Arrange the listing, from its first line up to and including the line that contains "box: [50, 268, 159, 368]", as a JSON list of strings with one string per line and no blank lines. Omit the pictures.

Start of Block

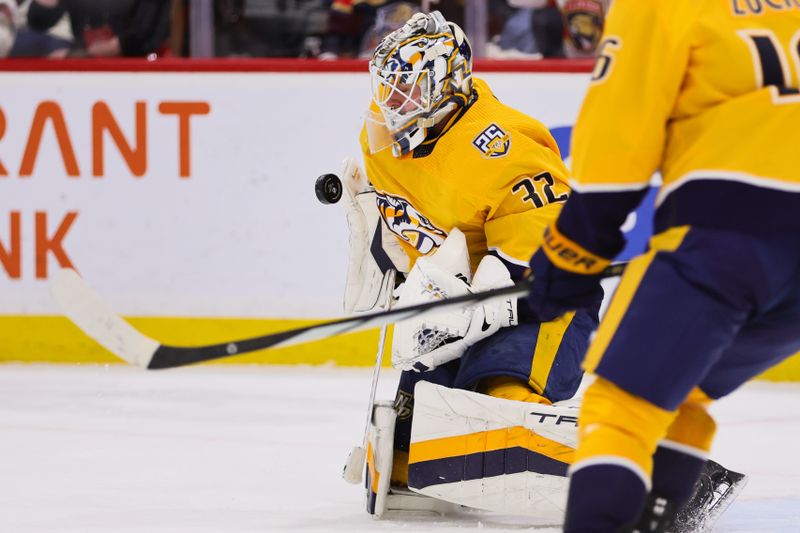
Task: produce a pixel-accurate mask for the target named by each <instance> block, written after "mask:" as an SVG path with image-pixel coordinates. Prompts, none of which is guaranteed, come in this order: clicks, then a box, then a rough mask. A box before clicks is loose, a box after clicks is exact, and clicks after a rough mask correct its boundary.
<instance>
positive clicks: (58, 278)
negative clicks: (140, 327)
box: [50, 268, 159, 368]
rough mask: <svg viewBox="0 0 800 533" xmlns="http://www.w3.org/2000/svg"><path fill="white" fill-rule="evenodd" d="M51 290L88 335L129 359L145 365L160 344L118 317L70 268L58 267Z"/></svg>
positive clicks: (110, 351)
mask: <svg viewBox="0 0 800 533" xmlns="http://www.w3.org/2000/svg"><path fill="white" fill-rule="evenodd" d="M50 291H51V292H52V294H53V297H54V298H55V300H56V302H57V303H58V305H59V306H60V307H61V310H62V311H64V314H65V315H66V316H67V318H69V319H70V320H71V321H72V322H74V323H75V325H76V326H78V327H79V328H80V329H81V330H82V331H83V332H84V333H85V334H86V335H88V336H89V337H91V338H92V339H94V340H95V341H96V342H97V343H98V344H100V345H101V346H102V347H103V348H105V349H106V350H108V351H110V352H111V353H113V354H114V355H116V356H117V357H120V358H122V359H124V360H125V361H127V362H128V363H130V364H132V365H135V366H140V367H144V368H146V367H147V365H148V364H149V363H150V360H151V359H152V358H153V353H154V352H155V351H156V349H157V348H158V347H159V342H158V341H155V340H153V339H151V338H150V337H147V336H145V335H143V334H142V333H140V332H139V331H137V330H136V329H134V328H133V326H131V325H130V324H128V323H127V322H125V320H123V319H122V318H121V317H119V316H118V315H117V314H116V313H114V311H112V310H111V308H110V307H108V305H107V304H106V303H105V302H104V301H103V299H102V298H100V296H99V295H98V294H97V293H96V292H94V291H93V290H92V289H91V287H89V285H88V284H87V283H86V282H85V281H84V280H83V278H81V277H80V276H79V275H78V273H77V272H75V271H74V270H72V269H71V268H64V269H62V270H61V271H59V272H58V273H57V274H56V275H55V276H54V277H53V279H52V280H51V283H50Z"/></svg>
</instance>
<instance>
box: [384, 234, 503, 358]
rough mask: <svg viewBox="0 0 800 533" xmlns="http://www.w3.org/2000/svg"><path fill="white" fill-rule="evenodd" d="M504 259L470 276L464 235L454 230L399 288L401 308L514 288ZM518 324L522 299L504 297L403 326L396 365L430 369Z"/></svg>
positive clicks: (467, 258)
mask: <svg viewBox="0 0 800 533" xmlns="http://www.w3.org/2000/svg"><path fill="white" fill-rule="evenodd" d="M512 284H513V282H512V281H511V275H510V273H509V271H508V269H507V268H506V267H505V266H504V265H503V263H502V261H500V260H499V259H498V258H496V257H493V256H491V255H487V256H486V257H484V258H483V260H482V261H481V263H480V264H479V265H478V268H477V270H476V271H475V276H474V277H471V276H470V268H469V256H468V252H467V244H466V239H465V237H464V234H463V233H462V232H461V231H460V230H459V229H458V228H453V230H452V231H451V232H450V235H449V236H448V238H447V239H446V240H445V242H444V243H443V244H442V246H441V247H440V248H439V250H438V251H437V252H436V253H434V254H432V255H430V256H424V257H421V258H419V259H418V260H417V261H416V263H415V264H414V268H412V269H411V272H410V273H409V275H408V277H407V279H406V282H405V283H404V284H403V285H402V287H401V288H400V295H399V299H398V305H399V306H407V305H414V304H418V303H423V302H428V301H435V300H439V299H444V298H452V297H453V296H459V295H463V294H468V293H470V292H477V291H484V290H488V289H493V288H498V287H505V286H509V285H512ZM516 324H517V299H516V297H512V298H499V299H496V300H490V301H487V302H483V303H480V304H478V305H472V306H465V307H463V308H460V309H455V310H452V311H443V312H442V313H436V314H431V315H427V316H424V317H421V318H414V319H409V320H404V321H402V322H398V323H397V325H396V326H395V330H394V336H393V341H392V366H394V367H395V368H400V369H402V370H416V371H426V370H432V369H433V368H435V367H437V366H440V365H442V364H444V363H447V362H449V361H452V360H454V359H458V358H459V357H461V355H463V353H464V352H465V351H466V350H467V348H469V347H470V346H472V345H474V344H475V343H477V342H478V341H480V340H482V339H485V338H486V337H489V336H491V335H493V334H494V333H496V332H497V331H498V330H499V329H500V328H503V327H508V326H514V325H516Z"/></svg>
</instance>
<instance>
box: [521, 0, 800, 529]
mask: <svg viewBox="0 0 800 533" xmlns="http://www.w3.org/2000/svg"><path fill="white" fill-rule="evenodd" d="M799 78H800V2H797V1H794V0H748V1H744V0H615V2H614V3H613V4H612V7H611V11H610V13H609V16H608V18H607V20H606V28H605V33H604V39H603V41H602V44H601V48H600V55H599V58H598V60H597V63H596V67H595V70H594V72H593V75H592V83H591V86H590V88H589V91H588V93H587V95H586V99H585V102H584V104H583V107H582V110H581V112H580V115H579V119H578V123H577V125H576V128H575V132H574V137H573V147H572V165H573V172H572V178H573V181H572V185H573V193H572V195H571V196H570V199H569V201H568V202H567V203H566V205H565V207H564V209H563V210H562V212H561V214H560V215H559V218H558V219H557V220H556V221H555V223H553V224H551V225H550V226H549V227H548V229H547V231H546V236H545V240H544V242H543V245H542V247H541V249H540V250H539V251H537V253H536V254H535V255H534V256H533V258H532V259H531V269H532V272H533V275H534V276H535V281H534V286H533V290H532V292H531V296H530V298H529V303H530V305H531V307H532V309H533V310H534V311H535V313H536V314H537V315H538V316H539V317H540V318H541V319H542V320H549V319H551V318H553V317H555V316H559V315H560V314H561V313H563V312H565V311H569V310H574V309H576V308H581V307H586V306H591V305H592V304H593V302H594V293H595V291H596V289H597V287H598V285H599V278H598V274H599V273H600V272H601V271H602V269H603V268H604V266H605V265H607V264H608V263H609V261H610V260H611V259H612V258H613V257H614V256H615V255H616V254H617V253H618V252H619V251H620V249H621V248H622V246H623V237H622V234H621V232H620V230H619V228H620V226H621V225H622V223H623V221H624V220H625V217H626V216H627V214H628V212H629V211H631V210H632V209H633V208H634V207H635V206H636V205H637V203H638V202H639V201H640V200H641V199H642V198H643V196H644V194H645V193H646V191H647V189H648V187H649V184H650V182H651V178H652V176H653V173H654V172H655V171H660V173H661V180H662V183H661V184H660V190H659V193H658V195H657V199H656V214H655V224H654V226H655V235H654V237H653V238H652V239H651V242H650V246H649V251H648V252H647V253H645V254H643V255H642V256H640V257H638V258H636V259H635V260H634V261H632V263H631V264H630V265H629V267H628V269H627V271H626V273H625V275H624V277H623V279H622V280H621V283H620V285H619V288H618V290H617V292H616V294H615V296H614V299H613V300H612V302H611V304H610V307H609V310H608V313H607V314H606V316H605V318H604V320H603V323H602V324H601V325H600V328H599V330H598V334H597V336H596V338H595V339H594V341H593V343H592V345H591V347H590V349H589V351H588V353H587V359H586V362H585V368H586V369H587V370H588V371H591V372H593V373H595V374H596V375H597V380H596V381H595V382H594V383H593V385H592V386H591V387H590V388H589V389H588V391H587V393H586V395H585V398H584V403H583V406H582V408H581V414H580V420H581V425H580V429H579V436H580V441H579V446H578V450H577V452H576V460H575V462H574V463H573V465H572V466H571V468H570V473H571V484H570V492H569V503H568V510H567V518H566V524H565V531H568V532H578V531H580V532H587V531H597V532H601V531H609V532H611V531H632V530H636V531H664V530H666V528H668V527H669V523H670V521H671V519H672V517H674V511H675V509H676V508H678V507H680V505H681V504H682V503H683V502H684V501H686V499H687V498H688V496H689V493H690V491H691V490H692V485H693V483H694V481H695V480H696V479H697V476H698V474H699V472H700V468H701V467H702V463H703V460H704V458H705V457H706V455H707V454H708V451H709V449H710V446H711V443H712V440H713V436H714V432H715V423H714V420H713V419H712V418H711V416H709V414H708V412H707V407H708V405H709V404H710V403H711V401H712V400H714V399H717V398H720V397H722V396H724V395H726V394H729V393H731V392H732V391H734V390H735V389H736V388H738V387H739V386H740V385H741V384H742V383H744V382H746V381H747V380H748V379H750V378H752V377H754V376H756V375H758V374H759V373H761V372H762V371H763V370H765V369H767V368H769V367H770V366H772V365H774V364H777V363H778V362H780V361H781V360H783V359H785V358H786V357H788V356H790V355H791V354H793V353H795V352H797V351H798V350H800V327H798V324H800V216H798V213H800V167H799V166H798V164H797V153H798V152H797V150H798V146H800V127H799V126H798V125H800V91H798V87H799V85H798V80H799ZM599 487H604V489H599ZM608 487H613V489H608ZM648 493H649V496H648ZM637 520H639V525H638V526H635V524H636V522H637ZM633 528H635V529H633Z"/></svg>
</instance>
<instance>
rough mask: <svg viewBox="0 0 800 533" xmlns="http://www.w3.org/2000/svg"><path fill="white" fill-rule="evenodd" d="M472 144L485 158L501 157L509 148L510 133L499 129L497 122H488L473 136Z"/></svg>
mask: <svg viewBox="0 0 800 533" xmlns="http://www.w3.org/2000/svg"><path fill="white" fill-rule="evenodd" d="M472 145H473V146H474V147H475V148H477V149H478V150H480V151H481V153H482V154H483V157H485V158H487V159H492V158H495V157H502V156H504V155H506V154H507V153H508V150H509V148H511V135H509V134H508V133H506V132H504V131H503V130H502V129H500V126H498V125H497V124H490V125H489V127H488V128H486V129H485V130H483V131H482V132H480V133H479V134H478V136H477V137H475V139H474V140H473V141H472Z"/></svg>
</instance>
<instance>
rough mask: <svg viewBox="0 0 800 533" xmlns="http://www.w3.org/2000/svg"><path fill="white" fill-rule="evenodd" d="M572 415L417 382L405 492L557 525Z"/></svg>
mask: <svg viewBox="0 0 800 533" xmlns="http://www.w3.org/2000/svg"><path fill="white" fill-rule="evenodd" d="M577 415H578V409H577V407H576V406H574V405H571V406H566V407H565V406H559V405H541V404H532V403H527V402H517V401H512V400H504V399H499V398H492V397H490V396H486V395H483V394H477V393H474V392H469V391H464V390H456V389H449V388H447V387H441V386H438V385H433V384H431V383H427V382H420V383H418V384H417V386H416V389H415V391H414V421H413V424H412V429H411V449H410V460H409V488H411V489H412V490H414V491H415V492H418V493H420V494H424V495H427V496H431V497H434V498H438V499H442V500H445V501H449V502H451V503H455V504H459V505H466V506H469V507H474V508H478V509H485V510H489V511H495V512H502V513H511V514H519V515H526V516H535V517H537V518H540V519H542V520H544V521H547V520H556V521H560V520H561V518H562V517H563V513H564V509H565V506H566V497H567V492H566V491H567V478H566V477H565V476H566V473H567V468H568V466H569V464H570V463H571V462H572V460H573V458H574V448H575V446H576V442H577Z"/></svg>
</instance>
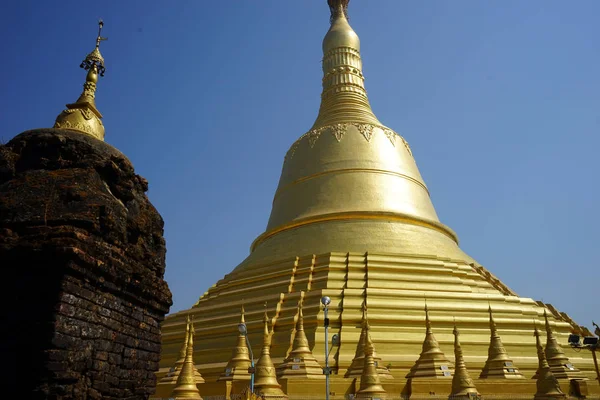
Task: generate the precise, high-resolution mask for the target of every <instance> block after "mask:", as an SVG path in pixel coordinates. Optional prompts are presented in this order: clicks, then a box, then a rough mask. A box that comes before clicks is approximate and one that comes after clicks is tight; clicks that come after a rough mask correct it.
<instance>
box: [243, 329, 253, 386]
mask: <svg viewBox="0 0 600 400" xmlns="http://www.w3.org/2000/svg"><path fill="white" fill-rule="evenodd" d="M244 336H246V344H247V345H248V351H250V367H251V368H252V374H250V393H254V354H252V347H251V346H250V341H249V340H248V334H246V335H244Z"/></svg>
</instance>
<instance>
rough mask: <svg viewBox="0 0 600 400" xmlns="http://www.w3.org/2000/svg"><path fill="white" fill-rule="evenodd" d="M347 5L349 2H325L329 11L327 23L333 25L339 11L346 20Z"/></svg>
mask: <svg viewBox="0 0 600 400" xmlns="http://www.w3.org/2000/svg"><path fill="white" fill-rule="evenodd" d="M348 3H350V0H327V4H328V5H329V10H330V11H331V17H330V18H329V22H331V23H333V21H335V19H336V18H337V17H338V16H339V15H340V11H341V12H342V13H343V14H344V17H346V18H348Z"/></svg>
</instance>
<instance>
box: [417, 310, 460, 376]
mask: <svg viewBox="0 0 600 400" xmlns="http://www.w3.org/2000/svg"><path fill="white" fill-rule="evenodd" d="M452 372H453V368H452V363H451V362H450V361H448V359H447V358H446V356H445V355H444V352H443V351H442V349H440V345H439V344H438V342H437V340H436V338H435V336H433V331H432V330H431V321H430V320H429V309H428V308H427V303H425V340H423V347H422V350H421V354H420V355H419V359H418V360H417V361H416V362H415V363H414V365H413V366H412V368H411V369H410V372H409V373H408V375H406V378H408V379H415V378H430V379H432V378H433V379H435V378H449V377H451V376H452Z"/></svg>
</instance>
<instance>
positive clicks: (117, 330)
mask: <svg viewBox="0 0 600 400" xmlns="http://www.w3.org/2000/svg"><path fill="white" fill-rule="evenodd" d="M147 190H148V185H147V182H146V181H145V180H144V179H143V178H141V177H140V176H138V175H136V174H135V173H134V170H133V166H132V165H131V163H130V162H129V161H128V160H127V158H126V157H124V156H123V155H122V154H121V153H120V152H118V151H117V150H115V149H114V148H112V147H111V146H109V145H107V144H105V143H103V142H100V141H98V140H95V139H94V138H91V137H87V136H85V135H82V134H80V133H76V132H69V131H64V130H55V129H45V130H36V131H29V132H25V133H23V134H21V135H19V136H17V137H15V138H14V139H13V140H11V141H10V142H9V143H8V144H6V145H4V146H0V272H1V273H2V275H1V276H2V283H3V285H2V286H3V287H4V288H3V290H0V293H2V294H1V295H0V296H1V297H0V298H1V299H2V305H1V307H2V312H1V314H0V315H1V316H2V321H1V325H2V328H1V329H0V354H2V361H1V362H2V364H3V366H4V368H3V370H5V372H4V373H3V375H1V376H2V377H3V379H2V380H3V381H5V382H10V384H8V385H7V384H3V385H1V387H0V395H2V397H4V396H6V395H17V394H20V395H21V396H22V397H20V398H27V399H38V398H39V399H99V398H104V399H146V398H147V397H148V396H149V395H150V394H151V393H153V392H154V387H155V375H154V372H155V371H156V370H157V369H158V361H159V357H160V322H161V321H162V320H163V318H164V315H165V314H166V313H167V312H168V310H169V307H170V305H171V293H170V291H169V289H168V287H167V284H166V282H165V281H164V279H163V276H164V272H165V253H166V249H165V241H164V239H163V221H162V218H161V217H160V215H159V214H158V212H157V211H156V210H155V209H154V207H153V206H152V204H151V203H150V202H149V200H148V198H147V197H146V195H145V192H146V191H147Z"/></svg>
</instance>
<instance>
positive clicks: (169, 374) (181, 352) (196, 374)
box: [158, 315, 204, 385]
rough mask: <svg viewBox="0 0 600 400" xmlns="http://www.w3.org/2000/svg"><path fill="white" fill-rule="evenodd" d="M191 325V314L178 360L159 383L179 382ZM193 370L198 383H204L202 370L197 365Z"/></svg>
mask: <svg viewBox="0 0 600 400" xmlns="http://www.w3.org/2000/svg"><path fill="white" fill-rule="evenodd" d="M191 327H192V321H191V318H190V316H189V315H188V317H187V324H186V327H185V337H184V339H183V342H182V343H181V349H179V358H178V359H177V361H175V364H174V365H173V367H172V368H171V370H170V371H169V372H168V373H167V374H166V375H165V376H164V377H163V378H162V379H160V381H158V384H159V385H173V384H175V383H176V382H177V379H178V378H179V374H180V373H181V369H182V367H183V364H184V362H185V358H186V356H187V352H188V340H189V338H190V329H191ZM193 371H194V376H195V379H196V384H200V383H204V379H203V378H202V375H201V374H200V372H198V370H197V369H196V368H195V367H194V369H193Z"/></svg>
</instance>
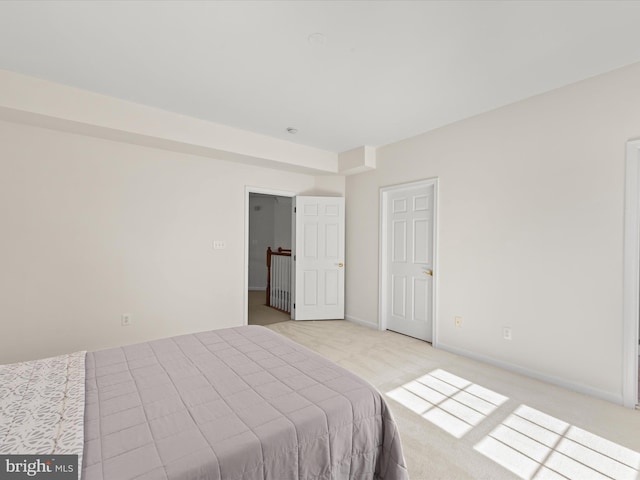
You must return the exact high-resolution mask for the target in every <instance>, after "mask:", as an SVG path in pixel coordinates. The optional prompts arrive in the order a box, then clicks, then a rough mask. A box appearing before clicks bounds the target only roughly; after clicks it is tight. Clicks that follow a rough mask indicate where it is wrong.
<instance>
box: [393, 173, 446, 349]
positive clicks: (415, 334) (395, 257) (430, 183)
mask: <svg viewBox="0 0 640 480" xmlns="http://www.w3.org/2000/svg"><path fill="white" fill-rule="evenodd" d="M434 207H435V183H433V182H429V183H424V184H419V185H412V186H406V187H399V188H396V187H394V188H391V189H387V190H385V191H383V193H382V208H383V222H384V225H383V236H384V238H383V248H384V249H385V251H384V252H383V262H384V265H383V275H384V278H383V286H382V289H383V291H382V292H381V293H382V295H383V296H384V298H383V302H382V304H383V305H384V311H383V315H384V318H383V319H382V325H385V324H386V328H387V329H389V330H393V331H396V332H399V333H403V334H405V335H409V336H411V337H415V338H419V339H422V340H426V341H427V342H431V341H432V338H433V308H432V306H433V267H434V264H433V262H434V239H435V230H434V225H435V223H434V221H435V213H434Z"/></svg>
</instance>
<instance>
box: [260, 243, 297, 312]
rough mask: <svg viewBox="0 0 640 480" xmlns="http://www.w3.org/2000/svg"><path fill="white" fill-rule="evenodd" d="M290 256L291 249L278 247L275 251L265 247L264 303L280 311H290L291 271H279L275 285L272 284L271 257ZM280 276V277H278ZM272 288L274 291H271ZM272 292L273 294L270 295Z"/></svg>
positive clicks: (283, 311) (288, 269)
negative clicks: (271, 281)
mask: <svg viewBox="0 0 640 480" xmlns="http://www.w3.org/2000/svg"><path fill="white" fill-rule="evenodd" d="M274 255H275V256H278V257H291V250H290V249H287V248H282V247H278V250H277V251H273V250H271V247H268V248H267V292H266V293H267V302H266V305H267V306H269V307H271V308H275V309H276V310H280V311H281V312H286V313H290V311H291V307H290V294H291V271H290V269H287V271H284V272H279V275H278V278H277V279H276V280H277V283H278V284H277V285H275V287H274V285H272V282H271V266H272V257H273V256H274ZM281 276H282V278H280V277H281ZM272 288H273V289H274V291H273V292H272ZM272 293H274V295H273V296H272Z"/></svg>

End of Block

▸ Solution
[
  "Task: produce a pixel-accurate mask for the target named by each <instance> block, written after \"mask:\" as an SVG path with image-pixel coordinates. Prompts, none of which is guaranteed, come in this order: clicks, then a box, then a rough mask. A box before clicks is loose, a box after clicks is exact, and clicks after a rough mask correct its boundary.",
  "<instance>",
  "positive clicks: (58, 278)",
  "negative clicks: (140, 327)",
  "box: [50, 268, 159, 368]"
]